Excerpted text:
Ease of hardware configuration
Josh Hansen (joshhansen@byu.edu)
Mon, 29 Oct 2001 17:27:34 -0600
	Hello,
Perhaps I'm beating a dead horse with this, but my belief is that the feature 
of greatest benefit to "Joe User" would be simplified hardware 
installation/configuration. A user coming from Windows who is used to being 
able to plug in a scanner, a mouse, a video card, whatever and having the OS 
tell him what it is and automatically set up drivers for him will have real 
trouble coming to Linux and having to compile a new kernel or new kernel 
module for a new piece of hardware.
	I am not familiar with the innards of the Linux Kernel, but here is my 
"vision" of what could be done to change this. The kernel already is able to 
detect what hardware is attached to the system's different buses generally 
speaking, so the next step is for it to identify which hardware already has 
drivers installed for it (built into the kernel or loaded modules). If no 
drivers are installed, a kernel message to the effect of "New Hardware 
Detected" could be issued. That is all the kernel has to do. The next steps 
are handled in userspace software.
	Some sort of daemon or cronjob mechanism can then monitor kernel messages 
until it finds the "New Hardware Detected" message. Then, a generic 
configuration utility is launched along with an appropriate frontend (simple, 
ncurses, GTK+, KDE, Motif, Tcl/Tk, whatever...) to allow the user to 
configure the device.

Data extract:

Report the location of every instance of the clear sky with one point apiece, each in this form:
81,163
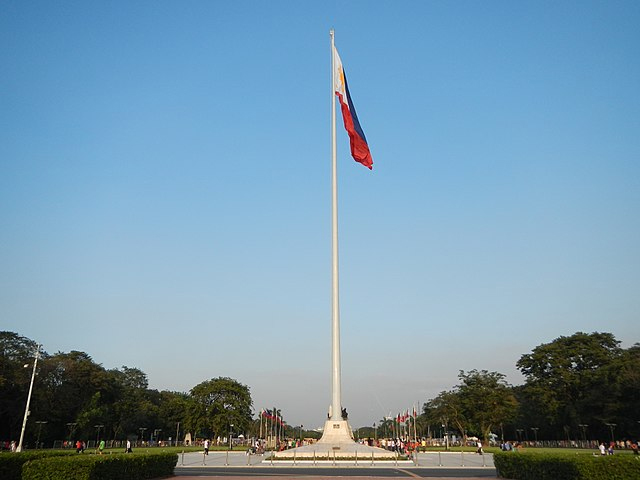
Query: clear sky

Exercise tasks:
1. Reproduce the passage of the hardware configuration post from "I am not familiar" to "configure the device.", word for word.
2. Take the post on simplifying Linux hardware configuration further, picking up after its last sentence.

Answers provided:
1.
I am not familiar with the innards of the Linux Kernel, but here is my 
"vision" of what could be done to change this. The kernel already is able to 
detect what hardware is attached to the system's different buses generally 
speaking, so the next step is for it to identify which hardware already has 
drivers installed for it (built into the kernel or loaded modules). If no 
drivers are installed, a kernel message to the effect of "New Hardware 
Detected" could be issued. That is all the kernel has to do. The next steps 
are handled in userspace software.
	Some sort of daemon or cronjob mechanism can then monitor kernel messages 
until it finds the "New Hardware Detected" message. Then, a generic 
configuration utility is launched along with an appropriate frontend (simple, 
ncurses, GTK+, KDE, Motif, Tcl/Tk, whatever...) to allow the user to 
configure the device.

2.
	Now here comes the radical part (ok, so all of this is somewhat radical): the 
configuration utility connects to a server such as linuxdevicedrivers.org or 
some other slick domain name and downloads the appropriate kernel module 
binaries for the hardware based on kernel version number and architecture 
(example: nVidia GeForce module for kernel 2.4.13 on i386, or USB Scanner 
module for kernel 2.4.4 on PowerPC). Once the module is obtained, it is 
loaded into the kernel (with explicit IO/IRQ parameters for older hardware if 
necessary).
	Once the module is loaded, the utility quits.
	The configuration utility could also allow for loading of modules from floppy 
disk or any other filesystem, or from another internet server.
	A working name for this utility and kernel message system could be "Linux 
Kernel Device Configurator".
	I expect that there will be many technical or other objections to such a 
system. I also expect to get ripped apart by at least a few hackers out 
there. However, that's great! I want input. I think this or a similar 
mechanism could really increase the ease of use for the "average user" and 
his nephew's godmother's granddaughter's roommate's dog, etc., etc.
	Thank you!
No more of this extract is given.